§ Problem
Please extend the passage on the Rowley special education case, starting right after its last sentence.

§ Passage for review

== Segment start ==

The judge, Vincent L. Broderick struggled with the meaning of the term “appropriate education”. He said:
An “appropriate education” could mean an “adequate” education that is, an education substantial enough to facilitate a child's progress from one grade to another and to enable him or her to earn a high school diploma. An “appropriate education” could also mean one which enables the handicapped child to achieve his or her full potential. Between those two extremes, however, is a standard which I conclude is more in keeping with the regulations, with the Equal Protection decisions which motivated the passage of the Act, and with common sense. This standard would require that each handicapped child be given an opportunity to achieve his full potential commensurate with the opportunity provided to other children. Since some handicapped children will undoubtedly have the intellectual ability to do better than merely progress from grade to grade, this standard requires something more than the “adequate” education described above. On the other hand, since even the best public schools lack the resources to enable every child to achieve his full potential, the standard would not require them to go so far.
Rowely v. Board of Education, 483 F.Supp. 528, 534 (S.D.N.Y. 1980). Utilizing this standard and surveying Amy’s abilities and limitations, Judge Broderick found that “Amy’s academic education would be more ‘appropriate’ with than without an interpreter.” 483 F.Supp. at 536.
The Board appealed to the Second Circuit which affirmed the decision of Judge Broderick. 632 F.2d 945 (2d Cir. 1980). Judge Mansfield, however, dissented. First, he argued that “the scope and range of an appropriate education is left primarily to the states, which are given broad authority to prescribe the details of educational policy.” 632 F.2d at 951. Second, Judge Mansfield faulted Judge Broderick for inappropriately borrowing a legal standard from the Rehabilitation Act to determine appropriateness under EAHCA. Judge Mansfield made clear that “Congress was simply concerned with insuring that handicapped children would become independent, productive citizens rather than that their potential be compared with those of the non-handicapped.” 632 F.2d at 952. Because Amy was performing academically above the median of her class, Judge Mansfield concluded that she would become a productive member of society. Therefore, he thought the case should be dismissed. “But if doubt on that score existed, the proper procedure here, where there is substantial evidence pointing in different directions on the issue of whether Amy needed a sign language interpreter, was for the district court to remand her case to the state educational authorities for findings and conclusions based on application of the correct standard. … The rational of this procedure is obvious: the state educational personnel have far more experience and greater expertise in this difficult area than does a district court.” 632 F.2d at 953.

== Segment end ==

Stored records:

== Segment start ==

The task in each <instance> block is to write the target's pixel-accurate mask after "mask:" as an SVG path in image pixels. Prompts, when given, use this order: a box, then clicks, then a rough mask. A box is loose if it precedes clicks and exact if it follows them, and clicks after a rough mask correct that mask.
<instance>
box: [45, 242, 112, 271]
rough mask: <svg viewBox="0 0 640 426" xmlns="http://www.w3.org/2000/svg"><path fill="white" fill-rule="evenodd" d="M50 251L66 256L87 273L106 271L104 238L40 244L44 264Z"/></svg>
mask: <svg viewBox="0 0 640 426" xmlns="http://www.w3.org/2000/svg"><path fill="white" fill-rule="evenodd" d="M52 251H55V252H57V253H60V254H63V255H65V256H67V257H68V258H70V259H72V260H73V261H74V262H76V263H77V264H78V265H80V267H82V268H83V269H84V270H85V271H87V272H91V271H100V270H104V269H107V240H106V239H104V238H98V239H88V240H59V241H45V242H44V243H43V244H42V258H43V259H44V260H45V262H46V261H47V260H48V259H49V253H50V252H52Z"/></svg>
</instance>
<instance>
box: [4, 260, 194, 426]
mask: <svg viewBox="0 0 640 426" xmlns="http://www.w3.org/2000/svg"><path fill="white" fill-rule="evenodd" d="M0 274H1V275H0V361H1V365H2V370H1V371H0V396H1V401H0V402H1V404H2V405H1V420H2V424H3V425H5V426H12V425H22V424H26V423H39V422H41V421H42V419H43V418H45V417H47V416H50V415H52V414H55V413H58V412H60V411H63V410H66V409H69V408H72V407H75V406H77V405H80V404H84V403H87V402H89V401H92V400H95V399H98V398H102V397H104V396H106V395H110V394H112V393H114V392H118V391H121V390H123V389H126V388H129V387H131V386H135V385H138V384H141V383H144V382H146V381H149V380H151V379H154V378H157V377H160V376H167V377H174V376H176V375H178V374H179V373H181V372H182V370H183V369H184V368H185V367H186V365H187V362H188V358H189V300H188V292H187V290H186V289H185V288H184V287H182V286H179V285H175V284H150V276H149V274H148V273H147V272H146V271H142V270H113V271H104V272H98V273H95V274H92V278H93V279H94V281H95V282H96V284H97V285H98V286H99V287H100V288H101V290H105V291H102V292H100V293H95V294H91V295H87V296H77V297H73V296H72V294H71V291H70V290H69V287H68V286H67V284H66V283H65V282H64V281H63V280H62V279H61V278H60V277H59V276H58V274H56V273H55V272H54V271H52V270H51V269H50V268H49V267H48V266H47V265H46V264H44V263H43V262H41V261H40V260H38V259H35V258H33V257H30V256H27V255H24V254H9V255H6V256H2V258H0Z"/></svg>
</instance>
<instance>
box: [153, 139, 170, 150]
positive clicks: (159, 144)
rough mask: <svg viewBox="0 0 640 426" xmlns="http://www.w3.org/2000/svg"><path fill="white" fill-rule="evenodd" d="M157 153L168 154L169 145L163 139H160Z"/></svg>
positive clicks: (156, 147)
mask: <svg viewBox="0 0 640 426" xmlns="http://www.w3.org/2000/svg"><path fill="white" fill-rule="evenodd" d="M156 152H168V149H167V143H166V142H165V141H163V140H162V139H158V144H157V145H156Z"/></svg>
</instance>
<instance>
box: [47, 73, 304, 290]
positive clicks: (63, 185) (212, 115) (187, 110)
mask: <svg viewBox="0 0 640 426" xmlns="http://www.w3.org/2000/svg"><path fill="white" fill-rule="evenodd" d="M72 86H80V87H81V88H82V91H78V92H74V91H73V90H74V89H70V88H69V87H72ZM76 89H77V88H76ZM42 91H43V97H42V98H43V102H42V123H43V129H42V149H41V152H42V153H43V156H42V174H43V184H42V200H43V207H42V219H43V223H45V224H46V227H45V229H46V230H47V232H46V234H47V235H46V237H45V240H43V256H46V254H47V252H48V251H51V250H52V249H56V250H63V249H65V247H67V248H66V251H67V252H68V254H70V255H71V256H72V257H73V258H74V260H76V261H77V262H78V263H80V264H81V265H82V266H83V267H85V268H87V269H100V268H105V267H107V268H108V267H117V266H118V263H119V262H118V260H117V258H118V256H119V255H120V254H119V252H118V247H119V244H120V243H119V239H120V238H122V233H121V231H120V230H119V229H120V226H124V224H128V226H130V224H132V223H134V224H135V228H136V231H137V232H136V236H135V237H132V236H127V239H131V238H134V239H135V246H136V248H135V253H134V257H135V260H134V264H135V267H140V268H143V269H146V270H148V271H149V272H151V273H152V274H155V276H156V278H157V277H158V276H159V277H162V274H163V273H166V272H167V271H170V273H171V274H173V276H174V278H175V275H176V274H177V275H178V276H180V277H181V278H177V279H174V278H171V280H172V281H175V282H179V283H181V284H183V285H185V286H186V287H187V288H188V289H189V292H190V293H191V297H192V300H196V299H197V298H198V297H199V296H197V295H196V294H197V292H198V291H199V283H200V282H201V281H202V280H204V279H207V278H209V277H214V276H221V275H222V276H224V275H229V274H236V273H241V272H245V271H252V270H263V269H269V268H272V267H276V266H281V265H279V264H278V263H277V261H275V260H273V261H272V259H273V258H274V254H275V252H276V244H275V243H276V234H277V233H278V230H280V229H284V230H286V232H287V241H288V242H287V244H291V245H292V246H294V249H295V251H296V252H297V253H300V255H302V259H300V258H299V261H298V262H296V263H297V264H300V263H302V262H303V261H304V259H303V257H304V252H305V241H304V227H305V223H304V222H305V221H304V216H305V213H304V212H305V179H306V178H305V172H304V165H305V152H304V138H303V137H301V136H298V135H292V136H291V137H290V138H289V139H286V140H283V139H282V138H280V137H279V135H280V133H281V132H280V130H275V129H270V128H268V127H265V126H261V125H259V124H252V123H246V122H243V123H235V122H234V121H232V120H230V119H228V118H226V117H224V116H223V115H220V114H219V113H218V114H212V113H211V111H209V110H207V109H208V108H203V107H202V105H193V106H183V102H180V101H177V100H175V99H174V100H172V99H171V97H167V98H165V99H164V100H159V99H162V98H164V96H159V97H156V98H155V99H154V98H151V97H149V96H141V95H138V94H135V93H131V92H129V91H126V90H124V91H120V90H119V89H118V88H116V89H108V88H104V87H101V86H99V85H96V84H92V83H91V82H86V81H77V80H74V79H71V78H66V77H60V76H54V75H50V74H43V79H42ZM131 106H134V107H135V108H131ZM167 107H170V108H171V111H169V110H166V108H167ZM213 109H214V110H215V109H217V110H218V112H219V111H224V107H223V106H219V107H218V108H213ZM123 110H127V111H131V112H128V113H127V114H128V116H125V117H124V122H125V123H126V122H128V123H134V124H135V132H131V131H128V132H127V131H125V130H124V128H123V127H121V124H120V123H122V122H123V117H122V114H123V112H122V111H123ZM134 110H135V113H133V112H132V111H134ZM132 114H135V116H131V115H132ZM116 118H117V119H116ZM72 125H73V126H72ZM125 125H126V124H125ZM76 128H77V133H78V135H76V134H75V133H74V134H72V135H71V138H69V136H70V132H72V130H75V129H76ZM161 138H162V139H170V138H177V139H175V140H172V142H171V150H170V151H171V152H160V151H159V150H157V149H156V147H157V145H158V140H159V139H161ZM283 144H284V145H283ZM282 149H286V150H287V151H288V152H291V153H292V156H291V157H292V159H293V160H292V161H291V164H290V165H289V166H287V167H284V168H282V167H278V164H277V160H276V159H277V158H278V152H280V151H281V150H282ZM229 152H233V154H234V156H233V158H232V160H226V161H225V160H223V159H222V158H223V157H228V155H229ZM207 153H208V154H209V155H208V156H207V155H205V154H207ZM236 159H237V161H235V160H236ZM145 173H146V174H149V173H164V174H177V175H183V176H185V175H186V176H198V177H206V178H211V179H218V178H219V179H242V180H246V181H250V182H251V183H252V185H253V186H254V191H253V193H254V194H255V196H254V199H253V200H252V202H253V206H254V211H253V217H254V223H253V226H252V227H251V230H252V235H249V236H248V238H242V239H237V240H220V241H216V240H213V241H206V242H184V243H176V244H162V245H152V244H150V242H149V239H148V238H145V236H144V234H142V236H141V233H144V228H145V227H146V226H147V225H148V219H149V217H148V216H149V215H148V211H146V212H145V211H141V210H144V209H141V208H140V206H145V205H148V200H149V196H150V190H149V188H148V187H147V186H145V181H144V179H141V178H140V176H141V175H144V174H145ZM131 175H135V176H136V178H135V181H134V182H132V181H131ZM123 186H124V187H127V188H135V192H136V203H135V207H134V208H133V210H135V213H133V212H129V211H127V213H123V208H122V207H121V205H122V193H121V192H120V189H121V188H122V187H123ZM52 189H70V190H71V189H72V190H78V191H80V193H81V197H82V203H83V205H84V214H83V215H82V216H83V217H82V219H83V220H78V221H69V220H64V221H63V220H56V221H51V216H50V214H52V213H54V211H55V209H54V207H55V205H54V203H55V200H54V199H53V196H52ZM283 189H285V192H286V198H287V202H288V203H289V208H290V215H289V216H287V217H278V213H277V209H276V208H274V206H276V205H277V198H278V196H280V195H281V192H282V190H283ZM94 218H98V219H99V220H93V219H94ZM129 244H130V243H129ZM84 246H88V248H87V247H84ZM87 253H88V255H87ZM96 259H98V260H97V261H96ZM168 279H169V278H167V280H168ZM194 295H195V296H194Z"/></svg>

== Segment end ==

§ Written answer
This set up a clear conflict for the Supreme Court to address in Board of Education v. Rowley, 458 U.S. 176 (1982). Then Justice Rehnquist wrote the decision of the court. Justice Blackmun concurred in the result. And, Judges White, Brennan and Marshall dissented. The Court’s decision first discussed the history of the law. Congress had originally provided funding to promote the education of children with disabilities. Dissatisfied with the progress made under the funding schemes, Congress, in 1975, tied the funding to state plans “which describe in detail the goals, programs and timetables under which the State intends to educate handicapped children within its borders.” 458 U.S. at 181.
The Court said that the law did expressly define the term “free appropriate public education” to mean (A) provided at public expense and under public supervision; (B) meeting the standard of the State educational agency; (C) including appropriate preschool, elementary and secondary school education; and (D) in conformity to an individualized education plan. 20 U.S.C. §1401(18) (1980). Yet, “Like many statutory definitions, this one tends toward the cryptic rather than the comprehensive, but that is scarcely a reason for abandoning the quest for legislative intent.” 458 U.S. at 188. Reading the statute as a whole, the Court found “the face of the statute evinces a congressional intent to bring previously excluded handicapped children into the public education systems of the States and to require the States to adopt procedures which would result in individualized consideration of and instruction for each child.” 458 U.S. at 189. “Noticeably absent from the language of the statute is any substantive standard prescribing the level of education to be accorded to handicapped children.” Rejecting Judge Broderick’s formulation, the Court said, “Certainly the language of the statute contains no requirement like the one imposed by the lower courts – that States maximize the potential of handicapped children ‘commensurate with the opportunity provided to other children.” 548 U.S. at 190.
The Court then traced the legislative history of the Act, relying on the twin cases of Pennsylvania Association for Retarded Children v. Commonwealth, 334 F.Supp. 1257 (E.D. Pa, 1971) and Mills v. Board of Education, 348 F.Supp. 866 (D.C. 1972), which were both cases to end the exclusion of handicapped children from public schools. “Neither case purports to require any particular substantive level of education. Rather, like the language of the Act, the cases set forth extensive procedures to be followed in formulating personalized educational programs for handicapped children. The fact that both PARC and Mills are discussed at length in the legislative Reports suggests that the principles which they established are the principles which, to a significant extent, guided the drafters of the Act.” 458 U.S. at 193-94.
Also, the Court argued, the Broderick standard would be unworkable.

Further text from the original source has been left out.